__Task goal__
List every line below that contains the string "green", treating case as significant.

--- START OF Record excerpts ---

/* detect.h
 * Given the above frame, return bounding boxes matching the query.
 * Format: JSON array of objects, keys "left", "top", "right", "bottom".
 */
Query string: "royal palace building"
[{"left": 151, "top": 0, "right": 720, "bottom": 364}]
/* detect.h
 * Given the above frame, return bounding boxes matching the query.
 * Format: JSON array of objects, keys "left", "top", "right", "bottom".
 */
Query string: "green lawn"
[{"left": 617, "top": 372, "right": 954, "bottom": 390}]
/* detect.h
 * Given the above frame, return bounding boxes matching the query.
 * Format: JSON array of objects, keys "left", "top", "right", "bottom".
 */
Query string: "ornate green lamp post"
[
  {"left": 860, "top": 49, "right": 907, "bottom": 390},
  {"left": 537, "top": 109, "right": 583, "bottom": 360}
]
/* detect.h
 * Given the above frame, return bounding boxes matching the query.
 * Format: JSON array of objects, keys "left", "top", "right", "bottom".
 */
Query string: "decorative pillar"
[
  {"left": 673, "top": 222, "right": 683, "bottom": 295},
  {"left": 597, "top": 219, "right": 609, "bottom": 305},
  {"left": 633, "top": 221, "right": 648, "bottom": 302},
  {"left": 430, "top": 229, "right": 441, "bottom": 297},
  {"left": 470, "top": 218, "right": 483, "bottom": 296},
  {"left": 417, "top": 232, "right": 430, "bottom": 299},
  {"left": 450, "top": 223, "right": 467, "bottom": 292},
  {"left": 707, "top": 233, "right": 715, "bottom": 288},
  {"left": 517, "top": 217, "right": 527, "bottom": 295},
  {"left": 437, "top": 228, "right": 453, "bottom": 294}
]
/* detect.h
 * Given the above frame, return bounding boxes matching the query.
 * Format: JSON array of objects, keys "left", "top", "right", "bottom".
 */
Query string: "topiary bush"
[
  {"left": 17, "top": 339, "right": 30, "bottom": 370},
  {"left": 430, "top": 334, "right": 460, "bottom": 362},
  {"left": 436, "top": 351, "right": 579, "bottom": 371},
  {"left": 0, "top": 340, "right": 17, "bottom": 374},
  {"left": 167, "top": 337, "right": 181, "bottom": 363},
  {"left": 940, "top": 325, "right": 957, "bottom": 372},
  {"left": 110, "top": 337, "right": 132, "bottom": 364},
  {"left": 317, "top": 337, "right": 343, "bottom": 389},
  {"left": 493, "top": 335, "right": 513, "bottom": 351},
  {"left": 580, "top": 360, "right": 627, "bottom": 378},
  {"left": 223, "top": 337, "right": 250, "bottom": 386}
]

--- END OF Record excerpts ---

__Full answer__
Query string: "green lawn"
Query string: "ornate green lamp post"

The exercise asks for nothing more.